*** Opening Source document ***
A Retrieval Augmented Generation based chatbot that uses langchain, embeddings and LLMs to answer any query related to the GE Documentation.
- GE HealthCare (GEHC) manages a vast volume of medical documentation across various languages and modalities. Customers and GE Field engineers face challenges in efficiently accessing and retrieving specific information, potentially causing operational delays and affecting patient care.
-
The Data Retrieval Engine interfaces with the documentation portal's database, converts them into embeddings and stores them into a vector database, retrieves relevant information, and provides context.
-
RAG pipeline
- Passes the query to the embedding model to semantically represent it as an embedded query vector.
- Passes the embedded query vector to our vector DB.
- Retrieves the top-k relevant contexts – measured by distance between the query embedding and all the embedded chunks in our knowledge base.
- Passes the query text and retrieved context text to our LLM.
- The LLM will generate a response using the provided content.
- Experimented with Databases like Pinecone, FAISS, Vectara and ChromaDB.
- Experimented with open source large language models like flanT5, Llama2 , gpt2
- Experimented with library of lightweight LLMs LaMini
- Learnt about the SOTA model for Document QA chains , RAG(Retrieval Augmented Generation)
- Learnt about various data formats like parquet which help in data compression for large databases.
- Learnt about flask APIs to manage requests to LLMs.
- Learnt the implementation of open sourced Large language models locally.
*** Closing Source document ***
## Work request
Repeat the passage of the RAG chatbot write-up word for word, starting with "- Retrieves the" and going on through "RAG(Retrieval Augmented Generation)".
*** Opening Given entries ***
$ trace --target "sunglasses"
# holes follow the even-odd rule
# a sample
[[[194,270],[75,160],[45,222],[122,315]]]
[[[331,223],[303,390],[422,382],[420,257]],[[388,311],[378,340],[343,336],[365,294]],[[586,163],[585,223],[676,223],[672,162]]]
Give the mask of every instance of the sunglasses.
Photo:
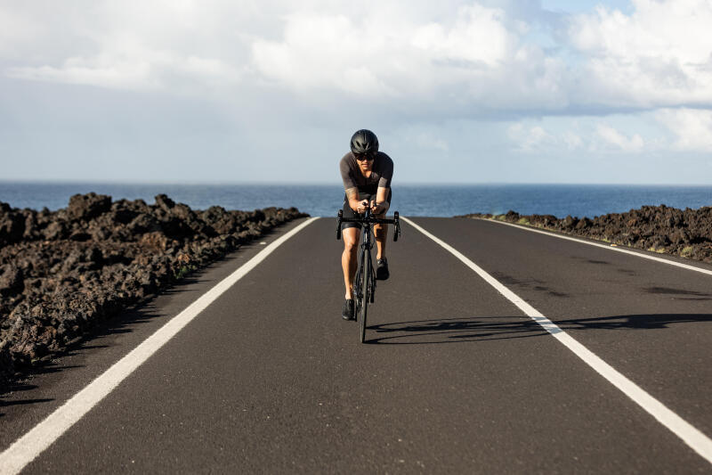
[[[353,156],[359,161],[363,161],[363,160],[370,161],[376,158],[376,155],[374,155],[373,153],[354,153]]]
*** Closing Given entries ***
*** Opening Given entries ***
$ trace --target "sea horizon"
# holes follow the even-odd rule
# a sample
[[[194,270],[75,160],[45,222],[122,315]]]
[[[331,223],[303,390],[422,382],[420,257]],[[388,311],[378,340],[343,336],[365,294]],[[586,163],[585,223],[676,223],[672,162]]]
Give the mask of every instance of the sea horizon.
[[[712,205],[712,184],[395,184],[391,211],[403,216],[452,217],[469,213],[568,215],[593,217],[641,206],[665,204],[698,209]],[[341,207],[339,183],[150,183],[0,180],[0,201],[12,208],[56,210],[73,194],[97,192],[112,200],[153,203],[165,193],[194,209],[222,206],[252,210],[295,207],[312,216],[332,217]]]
*** Closing Given entries ***
## Task output
- Retrieves the top-k relevant contexts – measured by distance between the query embedding and all the embedded chunks in our knowledge base.
- Passes the query text and retrieved context text to our LLM.
- The LLM will generate a response using the provided content.
- Experimented with Databases like Pinecone, FAISS, Vectara and ChromaDB.
- Experimented with open source large language models like flanT5, Llama2 , gpt2
- Experimented with library of lightweight LLMs LaMini
- Learnt about the SOTA model for Document QA chains , RAG(Retrieval Augmented Generation)